YOUR OBJECTIVE: Extract each line below that contains the string "building", matching it with case taken into account.

[Lines excerpted from a collection]
--- Begin ---
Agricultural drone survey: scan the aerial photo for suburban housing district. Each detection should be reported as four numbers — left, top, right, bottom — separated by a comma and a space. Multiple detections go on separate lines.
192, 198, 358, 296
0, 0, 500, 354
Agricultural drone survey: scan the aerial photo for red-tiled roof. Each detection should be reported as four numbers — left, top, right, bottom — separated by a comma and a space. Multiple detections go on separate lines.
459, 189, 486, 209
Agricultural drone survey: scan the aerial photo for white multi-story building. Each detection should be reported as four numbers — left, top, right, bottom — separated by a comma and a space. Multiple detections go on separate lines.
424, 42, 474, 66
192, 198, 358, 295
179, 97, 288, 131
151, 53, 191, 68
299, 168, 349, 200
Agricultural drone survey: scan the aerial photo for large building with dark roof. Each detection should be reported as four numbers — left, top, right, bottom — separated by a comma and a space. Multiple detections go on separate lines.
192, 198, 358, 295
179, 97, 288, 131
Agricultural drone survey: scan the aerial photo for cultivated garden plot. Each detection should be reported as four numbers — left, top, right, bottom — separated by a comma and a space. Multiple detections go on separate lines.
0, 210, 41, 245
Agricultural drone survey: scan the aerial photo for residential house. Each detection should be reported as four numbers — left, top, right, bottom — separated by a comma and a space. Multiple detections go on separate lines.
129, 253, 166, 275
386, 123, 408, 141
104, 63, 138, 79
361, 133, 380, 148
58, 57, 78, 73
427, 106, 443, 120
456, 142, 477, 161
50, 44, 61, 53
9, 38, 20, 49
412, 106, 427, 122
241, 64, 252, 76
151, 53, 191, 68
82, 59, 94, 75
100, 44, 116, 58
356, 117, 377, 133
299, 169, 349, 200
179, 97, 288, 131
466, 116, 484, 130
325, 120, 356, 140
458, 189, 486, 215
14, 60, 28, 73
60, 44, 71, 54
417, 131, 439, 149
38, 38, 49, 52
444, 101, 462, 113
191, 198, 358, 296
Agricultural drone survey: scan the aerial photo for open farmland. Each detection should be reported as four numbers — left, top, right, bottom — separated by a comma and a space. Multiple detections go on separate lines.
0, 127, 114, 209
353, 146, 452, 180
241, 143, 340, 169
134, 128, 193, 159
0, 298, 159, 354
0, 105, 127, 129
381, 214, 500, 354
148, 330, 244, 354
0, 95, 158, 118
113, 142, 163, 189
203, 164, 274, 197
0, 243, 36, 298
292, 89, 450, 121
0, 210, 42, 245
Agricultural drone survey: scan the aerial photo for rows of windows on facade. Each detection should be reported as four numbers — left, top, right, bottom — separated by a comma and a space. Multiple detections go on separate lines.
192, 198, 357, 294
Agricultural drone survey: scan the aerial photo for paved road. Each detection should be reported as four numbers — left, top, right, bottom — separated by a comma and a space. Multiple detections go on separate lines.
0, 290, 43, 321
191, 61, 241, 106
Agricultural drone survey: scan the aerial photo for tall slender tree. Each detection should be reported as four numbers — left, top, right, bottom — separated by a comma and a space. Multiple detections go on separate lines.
--- End ---
RESULT OF THE TASK:
Agricultural drone survey: scan the aerial photo for white multi-story building. Each detection should be reported as four numbers — left, top, right, bottom — separated by a comma and a space. Multiple detections go on separate lines.
Agricultural drone survey: scan the aerial photo for large building with dark roof. Each detection should be reported as four numbers — left, top, right, bottom — separated by a comma and a space. Multiple detections go on separate lines.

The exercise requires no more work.